## PASSAGE
# # # # #

What changes the caffeine in a cortadito
Beyond the shot count, a handful of factors nudge the figure up or down:
- Number of shots: the biggest lever, as covered above. One versus two shots roughly halves or doubles the caffeine.
- Robusta versus arabica: robusta beans generally contain noticeably more caffeine than arabica by weight, so a blend with robusta, common in many espresso and Cuban-style blends, tends to sit at the higher end.
- How it is pulled: a shorter, restricted pull (a ristretto-style shot) extracts a little differently than a longer one, and the dose of ground coffee in the basket matters too. Extraction is not perfectly proportional to caffeine, but a heavier dose usually means more.
- Decaf: a decaf cortadito is not caffeine-free, but it drops to a small fraction of the usual amount, often only a few milligrams per shot.
Milk and sugar, for the record, do not belong on this list. Neither contributes caffeine, so the size of the milk pour or the amount of sugar only affects taste, body, and sweetness. A cortadito made with a generous splash of milk has the same caffeine as one made with barely any, provided the espresso underneath is identical.
All of these are estimates, and any given cup can land outside the typical range. If a precise number matters to you for health reasons, the only reliable approach is to know the exact beans and shot count in your cup.
The Cuban sugar note
One thing that makes a cortadito distinctive in Cuba and across the Cuban-style coffee tradition is how it is sweetened. Rather than stirring sugar into the finished drink, the sugar is often whipped together with the first drops of espresso to make a pale, frothy layer sometimes called espuma, then the rest of the shot and the milk are added. It is the same technique used for a straight Cuban espresso, or cafecito.
This matters for flavor and texture, but not for caffeine. Sugar has no caffeine, so whipping it into the shot instead of stirring it in later does not change the total. A sweeter cortadito and an unsweetened one built on the same espresso carry the same caffeine. If you skip the sugar entirely, the caffeine is unchanged.
How a cortadito fits your daily caffeine
General guidance often cited for healthy adults puts a moderate daily ceiling around 400 mg of caffeine, which would be several single-shot cortaditos or a smaller number of doubles, alongside whatever else you drink through the day. For the full picture on where that figure comes from and how to think about a day's total, see how much caffeine per day.
That 400 mg figure is a general reference, not a personal target. Caffeine sensitivity varies a lot from person to person, and factors such as sleep, pregnancy, breastfeeding, certain medications, and existing health conditions can lower the amount that feels comfortable, sometimes considerably. If any of those apply to you, or if caffeine tends to affect your sleep or leave you jittery, it is worth talking with your own healthcare provider about what is right for you.
Responses vary from person to person, and this is general information, not medical advice.
The bottom line
A cortadito usually delivers about 60 to 130 mg of caffeine, driven almost entirely by whether it is a single or a double shot of espresso. The milk softens it and the sugar sweetens it, but neither adds any caffeine. If you want to know the amount in your own cup, ask how many shots went in and whether the blend leans toward robusta, and you will have a solid estimate.

# # # # #

Image point grounding listing
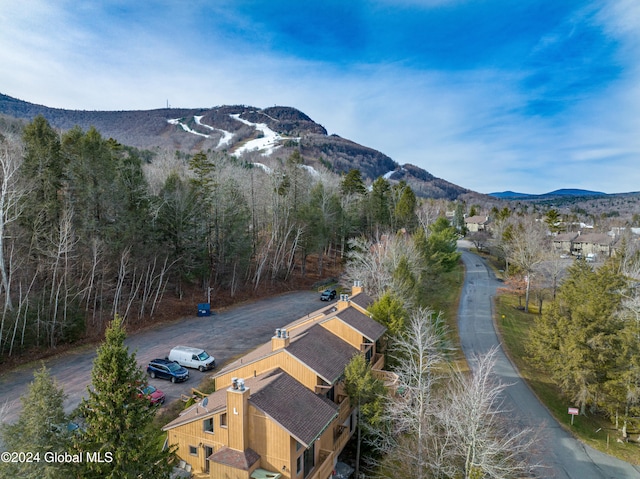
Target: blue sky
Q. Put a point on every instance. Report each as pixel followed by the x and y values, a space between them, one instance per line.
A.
pixel 529 96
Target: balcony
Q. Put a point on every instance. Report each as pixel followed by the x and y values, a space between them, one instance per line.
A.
pixel 324 468
pixel 344 410
pixel 341 436
pixel 377 362
pixel 387 377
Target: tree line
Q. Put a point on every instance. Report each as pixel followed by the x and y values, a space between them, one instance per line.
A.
pixel 587 336
pixel 110 435
pixel 432 419
pixel 90 228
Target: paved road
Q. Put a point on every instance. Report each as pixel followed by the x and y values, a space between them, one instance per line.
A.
pixel 562 456
pixel 225 336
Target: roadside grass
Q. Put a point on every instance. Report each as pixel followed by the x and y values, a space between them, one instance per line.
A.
pixel 514 327
pixel 444 296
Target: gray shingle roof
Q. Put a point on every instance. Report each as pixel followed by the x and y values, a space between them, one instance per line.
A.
pixel 295 408
pixel 363 300
pixel 324 352
pixel 369 328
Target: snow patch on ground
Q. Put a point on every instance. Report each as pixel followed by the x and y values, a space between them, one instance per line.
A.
pixel 310 169
pixel 264 167
pixel 227 136
pixel 267 144
pixel 186 128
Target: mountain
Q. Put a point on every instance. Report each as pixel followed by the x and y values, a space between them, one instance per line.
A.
pixel 257 134
pixel 570 192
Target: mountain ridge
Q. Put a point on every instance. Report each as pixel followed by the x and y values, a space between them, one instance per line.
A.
pixel 574 192
pixel 228 128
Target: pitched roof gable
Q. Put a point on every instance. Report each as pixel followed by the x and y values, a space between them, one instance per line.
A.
pixel 368 327
pixel 362 299
pixel 302 413
pixel 323 352
pixel 216 402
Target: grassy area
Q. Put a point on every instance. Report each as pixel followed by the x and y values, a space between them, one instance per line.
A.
pixel 445 296
pixel 514 327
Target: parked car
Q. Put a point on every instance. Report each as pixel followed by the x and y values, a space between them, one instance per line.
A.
pixel 192 358
pixel 165 369
pixel 153 394
pixel 328 295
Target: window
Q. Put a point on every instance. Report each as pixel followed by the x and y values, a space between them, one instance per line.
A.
pixel 208 425
pixel 309 459
pixel 331 393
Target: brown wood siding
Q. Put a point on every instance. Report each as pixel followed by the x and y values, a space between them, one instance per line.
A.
pixel 272 442
pixel 299 371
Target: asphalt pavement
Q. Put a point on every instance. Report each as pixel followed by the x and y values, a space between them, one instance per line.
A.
pixel 224 335
pixel 560 455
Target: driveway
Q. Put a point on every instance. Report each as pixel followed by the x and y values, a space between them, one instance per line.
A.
pixel 562 456
pixel 225 335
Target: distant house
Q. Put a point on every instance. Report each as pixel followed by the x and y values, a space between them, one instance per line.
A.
pixel 476 223
pixel 563 243
pixel 600 244
pixel 281 411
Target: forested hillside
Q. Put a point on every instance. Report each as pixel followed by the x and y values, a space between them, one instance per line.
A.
pixel 239 130
pixel 90 228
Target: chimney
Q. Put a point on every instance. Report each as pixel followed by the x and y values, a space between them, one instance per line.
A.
pixel 280 339
pixel 238 416
pixel 343 302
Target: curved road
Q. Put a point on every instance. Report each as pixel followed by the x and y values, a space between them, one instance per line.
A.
pixel 225 336
pixel 562 457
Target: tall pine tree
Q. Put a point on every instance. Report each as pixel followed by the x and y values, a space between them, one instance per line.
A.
pixel 118 421
pixel 41 428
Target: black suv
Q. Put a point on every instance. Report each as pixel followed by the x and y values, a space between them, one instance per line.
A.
pixel 328 295
pixel 165 369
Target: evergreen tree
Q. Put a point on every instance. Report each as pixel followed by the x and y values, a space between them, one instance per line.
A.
pixel 552 219
pixel 389 310
pixel 439 248
pixel 41 428
pixel 43 169
pixel 405 207
pixel 366 393
pixel 118 420
pixel 577 338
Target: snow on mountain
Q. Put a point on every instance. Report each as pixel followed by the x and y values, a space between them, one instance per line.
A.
pixel 263 167
pixel 227 136
pixel 186 128
pixel 268 142
pixel 310 169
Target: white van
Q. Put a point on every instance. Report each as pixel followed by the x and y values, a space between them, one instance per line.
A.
pixel 192 358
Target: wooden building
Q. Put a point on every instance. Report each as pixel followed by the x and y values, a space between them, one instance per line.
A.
pixel 476 223
pixel 281 410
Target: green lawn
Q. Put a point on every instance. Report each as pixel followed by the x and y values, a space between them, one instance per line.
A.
pixel 514 326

# # # # #

## WORK TASK 1
What is the name for the frothy layer made by whipping sugar with the first drops of espresso, according to the cortadito caffeine passage?
## WORK TASK 2
Retype the cortadito caffeine passage, starting at "What changes the" and ending at "doubles the caffeine.".

## WORKED SOLUTION 1
Espuma.

## WORKED SOLUTION 2
What changes the caffeine in a cortadito
Beyond the shot count, a handful of factors nudge the figure up or down:
- Number of shots: the biggest lever, as covered above. One versus two shots roughly halves or doubles the caffeine.